=== Records shown ===

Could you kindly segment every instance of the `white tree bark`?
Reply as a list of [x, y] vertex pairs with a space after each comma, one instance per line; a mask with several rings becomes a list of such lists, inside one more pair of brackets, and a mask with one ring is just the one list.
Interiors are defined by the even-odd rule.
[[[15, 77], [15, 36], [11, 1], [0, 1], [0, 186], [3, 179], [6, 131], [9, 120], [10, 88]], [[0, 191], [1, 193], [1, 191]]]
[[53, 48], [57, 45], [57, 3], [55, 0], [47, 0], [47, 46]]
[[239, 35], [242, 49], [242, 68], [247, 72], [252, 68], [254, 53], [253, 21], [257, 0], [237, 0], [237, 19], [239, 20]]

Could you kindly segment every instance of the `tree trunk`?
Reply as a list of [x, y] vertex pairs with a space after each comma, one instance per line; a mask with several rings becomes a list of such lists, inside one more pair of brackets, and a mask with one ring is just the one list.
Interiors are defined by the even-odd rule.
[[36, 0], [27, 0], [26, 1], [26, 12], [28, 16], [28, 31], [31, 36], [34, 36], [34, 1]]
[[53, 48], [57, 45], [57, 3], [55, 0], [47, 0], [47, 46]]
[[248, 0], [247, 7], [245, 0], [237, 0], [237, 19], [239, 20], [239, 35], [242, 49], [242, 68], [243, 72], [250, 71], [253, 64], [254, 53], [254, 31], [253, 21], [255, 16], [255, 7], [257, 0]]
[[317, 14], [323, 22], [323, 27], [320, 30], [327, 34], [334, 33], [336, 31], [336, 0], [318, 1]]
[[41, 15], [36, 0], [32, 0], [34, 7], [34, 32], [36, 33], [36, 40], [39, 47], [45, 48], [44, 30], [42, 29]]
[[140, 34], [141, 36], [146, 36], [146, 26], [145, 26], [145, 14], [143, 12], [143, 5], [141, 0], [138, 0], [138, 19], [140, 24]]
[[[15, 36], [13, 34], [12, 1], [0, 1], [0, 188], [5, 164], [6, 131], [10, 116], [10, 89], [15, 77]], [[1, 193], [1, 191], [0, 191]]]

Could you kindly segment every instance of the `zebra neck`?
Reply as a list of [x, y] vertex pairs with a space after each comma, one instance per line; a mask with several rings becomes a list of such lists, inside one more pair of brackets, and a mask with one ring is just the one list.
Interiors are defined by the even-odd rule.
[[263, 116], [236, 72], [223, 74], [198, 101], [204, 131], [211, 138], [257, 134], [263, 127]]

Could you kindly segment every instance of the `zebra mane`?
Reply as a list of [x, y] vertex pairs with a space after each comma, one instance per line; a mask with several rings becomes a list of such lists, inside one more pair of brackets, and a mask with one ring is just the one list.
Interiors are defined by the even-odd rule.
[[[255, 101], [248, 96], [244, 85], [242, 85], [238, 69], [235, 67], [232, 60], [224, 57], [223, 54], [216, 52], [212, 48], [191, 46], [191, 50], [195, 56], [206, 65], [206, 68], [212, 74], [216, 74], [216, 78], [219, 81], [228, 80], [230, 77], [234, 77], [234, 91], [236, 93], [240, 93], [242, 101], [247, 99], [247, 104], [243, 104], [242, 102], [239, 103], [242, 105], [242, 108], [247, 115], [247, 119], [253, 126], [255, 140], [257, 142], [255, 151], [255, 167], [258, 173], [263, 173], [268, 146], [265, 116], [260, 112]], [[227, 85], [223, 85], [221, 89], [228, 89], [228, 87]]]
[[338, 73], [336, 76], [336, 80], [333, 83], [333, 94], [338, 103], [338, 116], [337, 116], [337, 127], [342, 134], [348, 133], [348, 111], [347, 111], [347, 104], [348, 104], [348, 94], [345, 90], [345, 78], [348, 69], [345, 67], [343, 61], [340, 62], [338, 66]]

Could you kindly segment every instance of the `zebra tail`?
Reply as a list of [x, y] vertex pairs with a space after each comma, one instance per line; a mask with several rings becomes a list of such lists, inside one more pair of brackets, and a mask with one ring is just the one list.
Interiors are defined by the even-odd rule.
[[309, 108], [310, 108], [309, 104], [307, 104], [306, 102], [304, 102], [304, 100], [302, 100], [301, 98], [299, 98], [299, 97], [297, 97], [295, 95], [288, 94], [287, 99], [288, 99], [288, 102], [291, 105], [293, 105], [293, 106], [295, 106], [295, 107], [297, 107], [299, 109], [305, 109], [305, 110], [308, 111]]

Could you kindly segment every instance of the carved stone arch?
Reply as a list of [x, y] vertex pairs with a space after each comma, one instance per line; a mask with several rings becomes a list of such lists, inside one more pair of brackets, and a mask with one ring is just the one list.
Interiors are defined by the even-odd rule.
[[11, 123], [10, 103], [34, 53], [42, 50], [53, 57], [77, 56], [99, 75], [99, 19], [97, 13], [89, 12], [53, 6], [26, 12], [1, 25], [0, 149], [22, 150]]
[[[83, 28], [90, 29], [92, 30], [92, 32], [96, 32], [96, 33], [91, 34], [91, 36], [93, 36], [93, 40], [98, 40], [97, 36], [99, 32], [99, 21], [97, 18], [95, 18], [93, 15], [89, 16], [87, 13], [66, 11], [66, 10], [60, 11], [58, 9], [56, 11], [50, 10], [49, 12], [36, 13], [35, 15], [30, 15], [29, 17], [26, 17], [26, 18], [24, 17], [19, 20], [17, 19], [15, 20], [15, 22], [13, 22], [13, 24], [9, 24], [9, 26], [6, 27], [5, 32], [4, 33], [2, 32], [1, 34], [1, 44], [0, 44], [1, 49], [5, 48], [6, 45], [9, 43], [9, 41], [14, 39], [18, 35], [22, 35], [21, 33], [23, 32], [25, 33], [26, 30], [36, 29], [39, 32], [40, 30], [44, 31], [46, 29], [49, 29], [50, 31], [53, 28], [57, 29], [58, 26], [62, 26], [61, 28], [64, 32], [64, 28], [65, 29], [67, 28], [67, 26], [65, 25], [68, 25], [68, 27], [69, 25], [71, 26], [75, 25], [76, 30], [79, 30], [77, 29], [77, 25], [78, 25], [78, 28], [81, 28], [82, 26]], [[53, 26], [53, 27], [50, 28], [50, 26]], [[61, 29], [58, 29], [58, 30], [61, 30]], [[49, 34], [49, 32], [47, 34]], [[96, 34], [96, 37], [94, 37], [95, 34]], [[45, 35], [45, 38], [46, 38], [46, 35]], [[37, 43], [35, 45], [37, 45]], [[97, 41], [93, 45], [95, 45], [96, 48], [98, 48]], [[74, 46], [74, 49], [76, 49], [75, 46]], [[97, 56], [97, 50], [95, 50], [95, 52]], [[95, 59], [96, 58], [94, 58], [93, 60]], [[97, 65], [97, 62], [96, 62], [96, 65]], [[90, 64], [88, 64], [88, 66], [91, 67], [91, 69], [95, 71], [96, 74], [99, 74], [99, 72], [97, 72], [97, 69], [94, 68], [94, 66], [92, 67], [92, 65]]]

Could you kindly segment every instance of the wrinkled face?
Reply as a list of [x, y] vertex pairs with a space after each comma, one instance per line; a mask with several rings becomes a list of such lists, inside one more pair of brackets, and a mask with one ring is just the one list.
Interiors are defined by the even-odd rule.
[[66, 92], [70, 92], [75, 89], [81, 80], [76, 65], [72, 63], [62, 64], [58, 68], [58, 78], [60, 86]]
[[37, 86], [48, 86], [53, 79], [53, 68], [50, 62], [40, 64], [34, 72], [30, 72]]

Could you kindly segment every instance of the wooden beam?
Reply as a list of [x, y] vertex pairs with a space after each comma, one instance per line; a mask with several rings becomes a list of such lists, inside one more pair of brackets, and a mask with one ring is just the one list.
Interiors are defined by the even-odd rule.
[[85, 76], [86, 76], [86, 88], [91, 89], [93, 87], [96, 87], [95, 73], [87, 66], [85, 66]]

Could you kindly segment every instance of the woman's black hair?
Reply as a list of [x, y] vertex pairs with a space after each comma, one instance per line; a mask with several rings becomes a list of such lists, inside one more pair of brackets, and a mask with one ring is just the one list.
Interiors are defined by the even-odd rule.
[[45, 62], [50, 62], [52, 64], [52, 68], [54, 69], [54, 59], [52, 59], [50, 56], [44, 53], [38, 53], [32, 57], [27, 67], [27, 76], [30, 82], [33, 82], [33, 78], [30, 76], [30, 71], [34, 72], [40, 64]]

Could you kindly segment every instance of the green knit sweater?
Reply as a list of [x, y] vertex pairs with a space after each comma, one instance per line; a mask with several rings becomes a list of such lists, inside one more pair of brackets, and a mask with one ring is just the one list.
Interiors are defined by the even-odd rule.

===

Work order — From the entries above, extract every line where the word "tree" appears.

Response area —
Could you kindly segment every instance of the `white tree bark`?
Could you kindly segment every instance of the `tree trunk`?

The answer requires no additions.